▸ EXERCISE AIM
Omit the pictures, but give back every entry below exactly as written.

·····

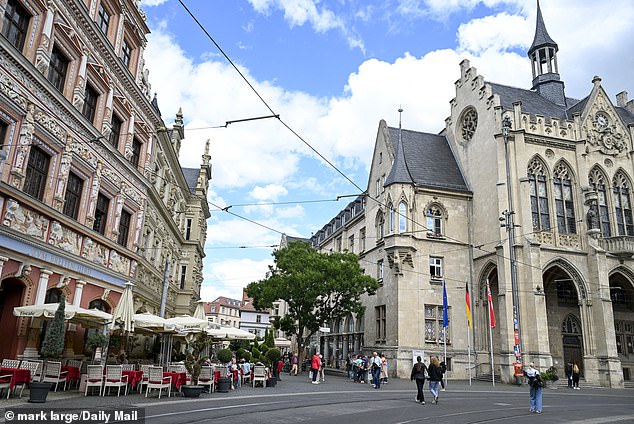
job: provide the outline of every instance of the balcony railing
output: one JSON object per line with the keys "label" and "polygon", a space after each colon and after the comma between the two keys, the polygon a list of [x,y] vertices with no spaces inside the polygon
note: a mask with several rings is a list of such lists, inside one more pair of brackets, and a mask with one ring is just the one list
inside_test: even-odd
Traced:
{"label": "balcony railing", "polygon": [[634,236],[601,237],[599,246],[606,252],[621,258],[634,256]]}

·····

▸ YOUR RESPONSE
job: provide the outline of every instance of the balcony railing
output: one JSON object per line with the keys "label" and "polygon", a space after each colon and after the comma between the two keys, the polygon a list of [x,y] vertices with no spaces inside the polygon
note: a mask with several rings is a list of such lists, inside one more pair of brackets, and a mask with one ring is just the one list
inside_test: even-odd
Traced:
{"label": "balcony railing", "polygon": [[634,236],[601,237],[599,246],[606,252],[621,258],[634,256]]}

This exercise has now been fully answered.